*** Record excerpts ***

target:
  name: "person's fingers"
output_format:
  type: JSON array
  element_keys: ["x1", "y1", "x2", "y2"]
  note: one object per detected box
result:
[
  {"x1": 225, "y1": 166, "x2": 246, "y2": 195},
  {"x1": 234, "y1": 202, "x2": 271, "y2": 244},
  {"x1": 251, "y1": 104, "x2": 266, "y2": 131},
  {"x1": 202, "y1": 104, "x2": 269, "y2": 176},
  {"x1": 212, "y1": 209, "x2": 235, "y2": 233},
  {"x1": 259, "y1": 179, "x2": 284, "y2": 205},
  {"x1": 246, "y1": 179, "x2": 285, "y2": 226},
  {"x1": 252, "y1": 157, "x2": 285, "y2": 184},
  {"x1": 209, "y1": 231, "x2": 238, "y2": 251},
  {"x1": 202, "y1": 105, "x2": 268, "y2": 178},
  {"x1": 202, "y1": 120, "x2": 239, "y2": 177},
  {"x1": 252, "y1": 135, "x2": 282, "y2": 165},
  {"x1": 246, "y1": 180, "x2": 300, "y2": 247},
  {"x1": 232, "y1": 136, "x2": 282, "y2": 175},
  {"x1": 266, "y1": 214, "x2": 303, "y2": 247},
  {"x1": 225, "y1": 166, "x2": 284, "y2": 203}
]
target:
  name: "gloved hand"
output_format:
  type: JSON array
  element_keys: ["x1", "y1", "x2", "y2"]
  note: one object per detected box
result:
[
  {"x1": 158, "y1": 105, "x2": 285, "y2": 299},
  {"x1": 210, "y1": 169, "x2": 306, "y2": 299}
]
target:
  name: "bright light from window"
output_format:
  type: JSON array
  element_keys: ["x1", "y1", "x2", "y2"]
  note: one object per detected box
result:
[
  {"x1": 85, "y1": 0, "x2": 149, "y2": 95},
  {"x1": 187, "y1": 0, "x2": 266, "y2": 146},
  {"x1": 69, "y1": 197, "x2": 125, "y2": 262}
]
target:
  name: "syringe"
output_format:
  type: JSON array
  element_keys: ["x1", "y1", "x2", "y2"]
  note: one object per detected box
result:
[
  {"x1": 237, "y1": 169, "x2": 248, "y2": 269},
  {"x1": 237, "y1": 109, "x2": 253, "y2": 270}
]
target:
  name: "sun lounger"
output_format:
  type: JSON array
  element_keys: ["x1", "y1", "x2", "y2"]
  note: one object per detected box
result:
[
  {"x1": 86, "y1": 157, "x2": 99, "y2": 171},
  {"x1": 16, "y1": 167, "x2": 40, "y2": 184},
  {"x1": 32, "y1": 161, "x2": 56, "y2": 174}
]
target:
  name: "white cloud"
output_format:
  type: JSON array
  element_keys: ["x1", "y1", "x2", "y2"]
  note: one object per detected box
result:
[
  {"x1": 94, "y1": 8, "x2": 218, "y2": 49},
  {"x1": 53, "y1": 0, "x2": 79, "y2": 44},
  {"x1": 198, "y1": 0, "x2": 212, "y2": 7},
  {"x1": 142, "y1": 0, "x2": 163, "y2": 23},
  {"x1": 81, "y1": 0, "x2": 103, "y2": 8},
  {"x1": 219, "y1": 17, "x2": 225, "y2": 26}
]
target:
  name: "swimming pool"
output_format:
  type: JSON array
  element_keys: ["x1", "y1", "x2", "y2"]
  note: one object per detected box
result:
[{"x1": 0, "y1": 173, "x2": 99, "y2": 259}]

***

**Task to carry out:**
What you return must match the data line for line.

**Task solution:**
target:
  name: "person's fingers"
output_format:
  type: JSON array
  element_keys: ["x1", "y1", "x2", "y2"]
  note: one object per detected box
result:
[
  {"x1": 225, "y1": 166, "x2": 246, "y2": 195},
  {"x1": 234, "y1": 202, "x2": 271, "y2": 244},
  {"x1": 251, "y1": 104, "x2": 266, "y2": 131},
  {"x1": 202, "y1": 104, "x2": 269, "y2": 176},
  {"x1": 212, "y1": 209, "x2": 235, "y2": 233},
  {"x1": 259, "y1": 179, "x2": 284, "y2": 205},
  {"x1": 246, "y1": 179, "x2": 285, "y2": 226},
  {"x1": 252, "y1": 157, "x2": 285, "y2": 184},
  {"x1": 209, "y1": 231, "x2": 238, "y2": 251},
  {"x1": 202, "y1": 105, "x2": 268, "y2": 178},
  {"x1": 202, "y1": 120, "x2": 239, "y2": 177},
  {"x1": 252, "y1": 135, "x2": 282, "y2": 165},
  {"x1": 246, "y1": 180, "x2": 300, "y2": 247},
  {"x1": 232, "y1": 136, "x2": 282, "y2": 175},
  {"x1": 266, "y1": 214, "x2": 303, "y2": 247},
  {"x1": 225, "y1": 166, "x2": 284, "y2": 203}
]
target:
  name: "gloved hand"
output_format:
  type: JSON array
  element_keys: ["x1", "y1", "x2", "y2"]
  note: one object per detected box
result:
[
  {"x1": 158, "y1": 105, "x2": 285, "y2": 299},
  {"x1": 210, "y1": 169, "x2": 306, "y2": 299}
]
target:
  name: "bright light from window"
output_format:
  type: JSON array
  element_keys: ["x1", "y1", "x2", "y2"]
  note: one object per detected box
result:
[
  {"x1": 85, "y1": 0, "x2": 149, "y2": 95},
  {"x1": 187, "y1": 0, "x2": 266, "y2": 146},
  {"x1": 69, "y1": 197, "x2": 125, "y2": 262}
]
target:
  name: "syringe"
output_format:
  type: JSON array
  element_keys: ["x1", "y1", "x2", "y2"]
  note: one object per detected box
result:
[
  {"x1": 237, "y1": 169, "x2": 248, "y2": 269},
  {"x1": 237, "y1": 109, "x2": 253, "y2": 270}
]
target:
  name: "sun lounger"
output_format:
  type: JSON array
  element_keys: ["x1", "y1", "x2", "y2"]
  note: one object per detected box
result:
[
  {"x1": 86, "y1": 157, "x2": 99, "y2": 171},
  {"x1": 16, "y1": 167, "x2": 40, "y2": 184},
  {"x1": 32, "y1": 161, "x2": 56, "y2": 174}
]
target:
  name: "white cloud"
output_format:
  type: JSON array
  element_keys: ["x1", "y1", "x2", "y2"]
  note: one object per detected box
result:
[
  {"x1": 94, "y1": 8, "x2": 218, "y2": 49},
  {"x1": 53, "y1": 0, "x2": 79, "y2": 44},
  {"x1": 198, "y1": 0, "x2": 212, "y2": 7},
  {"x1": 142, "y1": 0, "x2": 163, "y2": 23},
  {"x1": 81, "y1": 0, "x2": 103, "y2": 8},
  {"x1": 219, "y1": 17, "x2": 225, "y2": 26}
]
target:
  name: "swimming pool"
output_format:
  type: JSON array
  element_keys: ["x1", "y1", "x2", "y2"]
  note: one object per detected box
result:
[{"x1": 0, "y1": 173, "x2": 99, "y2": 259}]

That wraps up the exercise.